▸ OBJECTIVES:
A – Please output the portion of the monitoring agent page starting with "Reference the use" and going on through "accuracy for challengers](#report-accuracy-for-challengers)", without any changes.
B – Answer these questions from the monitoring agent page:
(i) In its description, what kind of environment is named as one to monitor?
(ii) Which listed use case deals with memory?
(iii) What is the last use case in the list?

▸ READING PASSAGE:
— begin —

---
title: Monitoring agent use cases
description: Investigate MLOPs reporting and monitoring use cases, including how to report metrics when the prediction environment isn't connected to DataRobot and how to monitor Spark environments.
---

# Monitoring agent use cases {: #monitoring-agent-use-cases }

Reference the use cases below for examples of how to apply the monitoring agent:

* [Enable large-scale monitoring](#enable-large-scale-monitoring)
* [Perform advanced agent memory tuning for large workloads](#perform-advanced-agent-memory-tuning-for-large-workloads)
* [Report accuracy for challengers](#report-accuracy-for-challengers)
* [Report metrics](#report-metrics)
* [Monitor a Spark environment](#monitor-a-spark-environment)
* [Monitor using the MLOps CLI](#monitor-using-the-mlops-cli)

— end —

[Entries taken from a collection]
— begin —

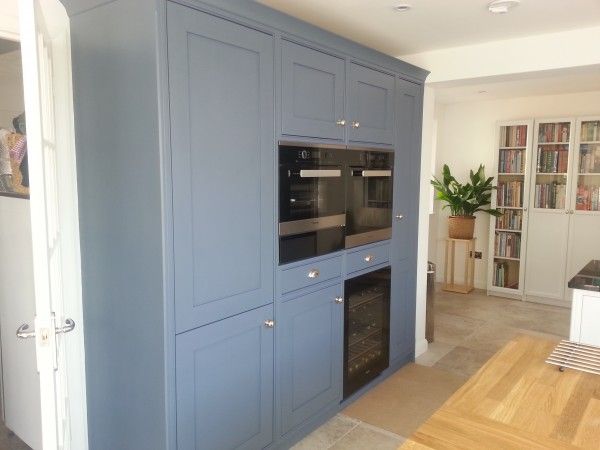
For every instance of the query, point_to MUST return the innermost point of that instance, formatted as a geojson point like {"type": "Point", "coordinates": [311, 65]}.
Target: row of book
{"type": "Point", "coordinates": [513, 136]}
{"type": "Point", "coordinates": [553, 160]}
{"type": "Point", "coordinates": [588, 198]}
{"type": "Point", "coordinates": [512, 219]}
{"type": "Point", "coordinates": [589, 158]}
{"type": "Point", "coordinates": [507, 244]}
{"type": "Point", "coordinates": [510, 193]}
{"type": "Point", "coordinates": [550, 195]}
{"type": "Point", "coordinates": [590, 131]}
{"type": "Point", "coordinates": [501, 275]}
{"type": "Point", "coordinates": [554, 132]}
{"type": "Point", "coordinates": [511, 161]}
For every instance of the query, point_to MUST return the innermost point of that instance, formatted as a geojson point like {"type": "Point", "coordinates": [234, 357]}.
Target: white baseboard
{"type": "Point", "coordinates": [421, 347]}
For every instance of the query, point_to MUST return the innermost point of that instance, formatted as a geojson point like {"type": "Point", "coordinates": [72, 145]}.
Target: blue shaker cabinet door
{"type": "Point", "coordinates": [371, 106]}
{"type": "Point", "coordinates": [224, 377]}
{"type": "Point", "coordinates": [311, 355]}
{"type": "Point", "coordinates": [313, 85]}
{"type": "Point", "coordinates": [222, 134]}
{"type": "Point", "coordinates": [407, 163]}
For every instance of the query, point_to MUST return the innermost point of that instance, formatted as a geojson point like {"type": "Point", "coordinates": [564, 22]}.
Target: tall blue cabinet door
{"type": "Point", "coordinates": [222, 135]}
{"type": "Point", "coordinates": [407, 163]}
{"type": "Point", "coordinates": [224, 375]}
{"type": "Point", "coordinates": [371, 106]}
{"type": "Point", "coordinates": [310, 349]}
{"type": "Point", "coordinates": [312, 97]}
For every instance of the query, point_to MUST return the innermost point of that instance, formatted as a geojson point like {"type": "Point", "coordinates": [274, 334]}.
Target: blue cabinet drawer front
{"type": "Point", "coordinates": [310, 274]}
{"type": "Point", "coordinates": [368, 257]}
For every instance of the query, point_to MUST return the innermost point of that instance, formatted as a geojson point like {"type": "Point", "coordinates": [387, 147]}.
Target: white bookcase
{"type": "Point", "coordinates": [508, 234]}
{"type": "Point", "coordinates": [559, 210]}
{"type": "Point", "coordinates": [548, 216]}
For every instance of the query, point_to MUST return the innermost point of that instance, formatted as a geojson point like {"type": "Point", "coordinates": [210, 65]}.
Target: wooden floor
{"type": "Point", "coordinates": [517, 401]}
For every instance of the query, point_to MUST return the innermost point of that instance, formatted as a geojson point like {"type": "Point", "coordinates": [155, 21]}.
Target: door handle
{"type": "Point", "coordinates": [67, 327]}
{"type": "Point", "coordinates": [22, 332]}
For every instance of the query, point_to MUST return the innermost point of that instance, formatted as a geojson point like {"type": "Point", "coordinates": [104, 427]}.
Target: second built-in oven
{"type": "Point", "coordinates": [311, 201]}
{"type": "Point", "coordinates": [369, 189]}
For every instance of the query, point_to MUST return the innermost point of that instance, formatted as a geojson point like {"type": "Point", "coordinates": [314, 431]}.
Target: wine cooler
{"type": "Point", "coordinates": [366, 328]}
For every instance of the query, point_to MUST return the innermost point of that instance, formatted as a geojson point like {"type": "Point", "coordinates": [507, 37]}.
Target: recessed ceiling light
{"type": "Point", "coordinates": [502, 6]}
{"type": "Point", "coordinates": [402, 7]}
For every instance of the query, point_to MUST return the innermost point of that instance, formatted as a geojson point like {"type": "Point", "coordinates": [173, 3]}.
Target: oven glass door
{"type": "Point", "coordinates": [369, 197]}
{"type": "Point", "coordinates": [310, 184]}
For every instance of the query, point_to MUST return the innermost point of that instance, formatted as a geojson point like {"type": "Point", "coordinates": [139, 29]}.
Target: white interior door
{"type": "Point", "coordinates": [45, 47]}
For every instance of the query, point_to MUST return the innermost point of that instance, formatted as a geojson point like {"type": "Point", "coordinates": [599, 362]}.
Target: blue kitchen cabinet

— end —
— begin —

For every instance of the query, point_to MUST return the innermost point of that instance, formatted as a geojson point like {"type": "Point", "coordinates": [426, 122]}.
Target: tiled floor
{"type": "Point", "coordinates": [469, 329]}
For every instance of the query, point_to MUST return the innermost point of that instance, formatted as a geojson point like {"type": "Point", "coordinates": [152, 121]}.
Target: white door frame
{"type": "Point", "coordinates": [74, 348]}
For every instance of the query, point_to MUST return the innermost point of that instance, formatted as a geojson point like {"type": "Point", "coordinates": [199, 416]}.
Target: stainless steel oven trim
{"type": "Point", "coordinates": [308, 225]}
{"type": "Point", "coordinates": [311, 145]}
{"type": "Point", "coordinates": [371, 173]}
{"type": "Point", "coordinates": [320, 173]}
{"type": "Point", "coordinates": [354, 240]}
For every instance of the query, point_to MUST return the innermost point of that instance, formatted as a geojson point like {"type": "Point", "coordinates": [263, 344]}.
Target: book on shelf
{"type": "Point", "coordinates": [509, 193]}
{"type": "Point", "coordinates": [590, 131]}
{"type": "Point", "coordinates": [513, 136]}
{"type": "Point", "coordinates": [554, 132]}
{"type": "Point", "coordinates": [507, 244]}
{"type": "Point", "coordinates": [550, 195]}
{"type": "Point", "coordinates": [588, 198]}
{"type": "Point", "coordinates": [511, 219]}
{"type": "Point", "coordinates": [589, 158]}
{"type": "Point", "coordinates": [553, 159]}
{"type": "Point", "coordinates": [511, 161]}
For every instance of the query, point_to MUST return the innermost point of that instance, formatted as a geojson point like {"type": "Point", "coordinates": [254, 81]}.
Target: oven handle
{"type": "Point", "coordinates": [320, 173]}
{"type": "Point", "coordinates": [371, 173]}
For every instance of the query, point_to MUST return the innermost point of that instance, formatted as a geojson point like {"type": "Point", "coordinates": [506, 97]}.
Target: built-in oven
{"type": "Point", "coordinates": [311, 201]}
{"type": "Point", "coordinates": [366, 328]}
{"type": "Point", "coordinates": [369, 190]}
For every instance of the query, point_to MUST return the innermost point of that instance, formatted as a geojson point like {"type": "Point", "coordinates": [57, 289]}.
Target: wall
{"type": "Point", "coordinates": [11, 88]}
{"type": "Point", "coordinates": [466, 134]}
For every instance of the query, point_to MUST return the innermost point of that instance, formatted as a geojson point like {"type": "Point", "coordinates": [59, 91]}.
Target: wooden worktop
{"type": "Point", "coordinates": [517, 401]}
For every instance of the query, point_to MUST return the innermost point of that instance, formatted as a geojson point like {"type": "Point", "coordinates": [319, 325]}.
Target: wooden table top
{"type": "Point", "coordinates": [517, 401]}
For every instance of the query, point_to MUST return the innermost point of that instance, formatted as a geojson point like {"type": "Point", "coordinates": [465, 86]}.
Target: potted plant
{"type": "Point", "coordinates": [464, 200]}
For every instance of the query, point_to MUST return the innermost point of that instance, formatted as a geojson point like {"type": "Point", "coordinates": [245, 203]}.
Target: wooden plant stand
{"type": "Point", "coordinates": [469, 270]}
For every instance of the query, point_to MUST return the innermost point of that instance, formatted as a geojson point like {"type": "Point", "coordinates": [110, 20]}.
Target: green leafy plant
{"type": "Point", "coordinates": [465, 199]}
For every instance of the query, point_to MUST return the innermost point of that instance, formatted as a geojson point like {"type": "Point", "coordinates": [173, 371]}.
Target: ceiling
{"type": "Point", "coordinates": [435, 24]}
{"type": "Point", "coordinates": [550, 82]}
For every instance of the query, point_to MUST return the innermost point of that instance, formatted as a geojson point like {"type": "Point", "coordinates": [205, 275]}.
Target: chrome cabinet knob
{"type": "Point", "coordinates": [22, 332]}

— end —
— begin —

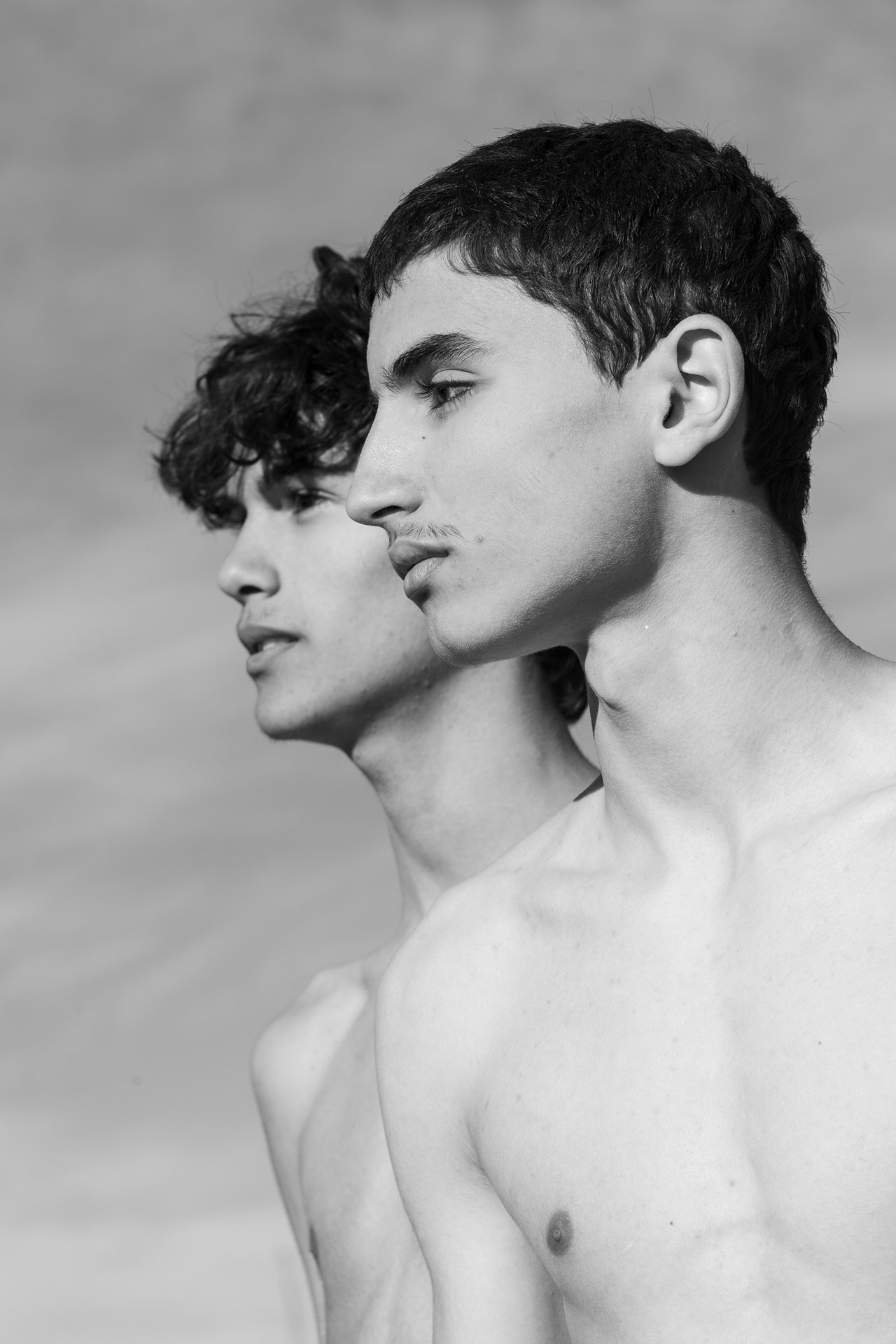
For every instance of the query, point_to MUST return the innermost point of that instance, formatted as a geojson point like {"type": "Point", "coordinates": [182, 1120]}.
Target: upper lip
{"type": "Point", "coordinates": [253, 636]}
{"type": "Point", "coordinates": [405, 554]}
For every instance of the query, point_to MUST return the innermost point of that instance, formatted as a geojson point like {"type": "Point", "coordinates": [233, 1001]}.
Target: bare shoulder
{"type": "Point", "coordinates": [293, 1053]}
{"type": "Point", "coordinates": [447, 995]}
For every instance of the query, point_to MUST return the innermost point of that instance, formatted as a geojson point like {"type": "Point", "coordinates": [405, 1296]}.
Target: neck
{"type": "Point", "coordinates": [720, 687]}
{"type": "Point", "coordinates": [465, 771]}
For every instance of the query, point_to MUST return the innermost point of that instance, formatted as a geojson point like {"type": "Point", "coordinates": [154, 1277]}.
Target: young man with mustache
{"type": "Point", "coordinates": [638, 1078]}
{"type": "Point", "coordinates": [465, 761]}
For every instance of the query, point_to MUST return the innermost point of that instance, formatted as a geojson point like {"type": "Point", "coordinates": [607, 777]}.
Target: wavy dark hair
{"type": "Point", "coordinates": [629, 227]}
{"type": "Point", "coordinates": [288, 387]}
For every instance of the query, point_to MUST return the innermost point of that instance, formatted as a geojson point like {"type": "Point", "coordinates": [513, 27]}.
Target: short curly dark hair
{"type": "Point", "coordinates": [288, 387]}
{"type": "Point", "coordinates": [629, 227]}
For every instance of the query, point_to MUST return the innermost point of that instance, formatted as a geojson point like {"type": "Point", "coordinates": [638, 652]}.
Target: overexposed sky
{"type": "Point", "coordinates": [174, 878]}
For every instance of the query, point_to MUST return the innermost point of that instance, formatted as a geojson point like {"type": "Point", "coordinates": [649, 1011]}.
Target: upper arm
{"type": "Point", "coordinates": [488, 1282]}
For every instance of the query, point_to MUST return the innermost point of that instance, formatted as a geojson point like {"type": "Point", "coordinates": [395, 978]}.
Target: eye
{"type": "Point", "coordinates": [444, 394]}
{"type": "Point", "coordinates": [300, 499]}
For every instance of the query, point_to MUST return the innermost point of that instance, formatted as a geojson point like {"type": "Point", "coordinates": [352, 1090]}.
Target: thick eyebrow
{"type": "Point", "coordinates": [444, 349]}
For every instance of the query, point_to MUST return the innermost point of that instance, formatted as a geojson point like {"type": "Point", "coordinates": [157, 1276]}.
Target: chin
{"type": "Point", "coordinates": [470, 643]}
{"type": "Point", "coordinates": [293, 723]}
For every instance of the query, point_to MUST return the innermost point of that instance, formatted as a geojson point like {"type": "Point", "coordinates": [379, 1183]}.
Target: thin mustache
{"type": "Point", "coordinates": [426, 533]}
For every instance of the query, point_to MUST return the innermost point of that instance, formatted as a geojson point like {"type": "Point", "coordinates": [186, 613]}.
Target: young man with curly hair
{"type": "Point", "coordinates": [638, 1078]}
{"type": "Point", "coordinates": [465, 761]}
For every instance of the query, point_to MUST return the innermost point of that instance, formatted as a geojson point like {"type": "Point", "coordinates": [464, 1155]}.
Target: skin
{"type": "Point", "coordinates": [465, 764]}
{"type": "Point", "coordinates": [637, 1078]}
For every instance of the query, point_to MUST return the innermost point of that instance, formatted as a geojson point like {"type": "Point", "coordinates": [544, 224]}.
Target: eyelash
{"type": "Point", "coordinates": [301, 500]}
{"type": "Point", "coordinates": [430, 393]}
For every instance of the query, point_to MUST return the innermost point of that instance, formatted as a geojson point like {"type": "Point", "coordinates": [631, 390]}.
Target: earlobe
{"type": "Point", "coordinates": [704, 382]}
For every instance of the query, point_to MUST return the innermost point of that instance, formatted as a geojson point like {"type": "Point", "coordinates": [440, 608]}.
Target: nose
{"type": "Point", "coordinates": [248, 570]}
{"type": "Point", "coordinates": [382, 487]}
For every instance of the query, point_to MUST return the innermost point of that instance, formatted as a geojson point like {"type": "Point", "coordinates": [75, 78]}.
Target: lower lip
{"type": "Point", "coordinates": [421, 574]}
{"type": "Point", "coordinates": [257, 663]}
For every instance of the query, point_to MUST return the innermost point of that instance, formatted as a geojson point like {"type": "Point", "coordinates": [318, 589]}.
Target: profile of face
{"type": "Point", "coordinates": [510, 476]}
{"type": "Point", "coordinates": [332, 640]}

— end —

▸ ANSWER SET:
A –
Reference the use cases below for examples of how to apply the monitoring agent:

* [Enable large-scale monitoring](#enable-large-scale-monitoring)
* [Perform advanced agent memory tuning for large workloads](#perform-advanced-agent-memory-tuning-for-large-workloads)
* [Report accuracy for challengers](#report-accuracy-for-challengers)

B –
(i) Spark environments.
(ii) Perform advanced agent memory tuning for large workloads.
(iii) Monitor using the MLOps CLI.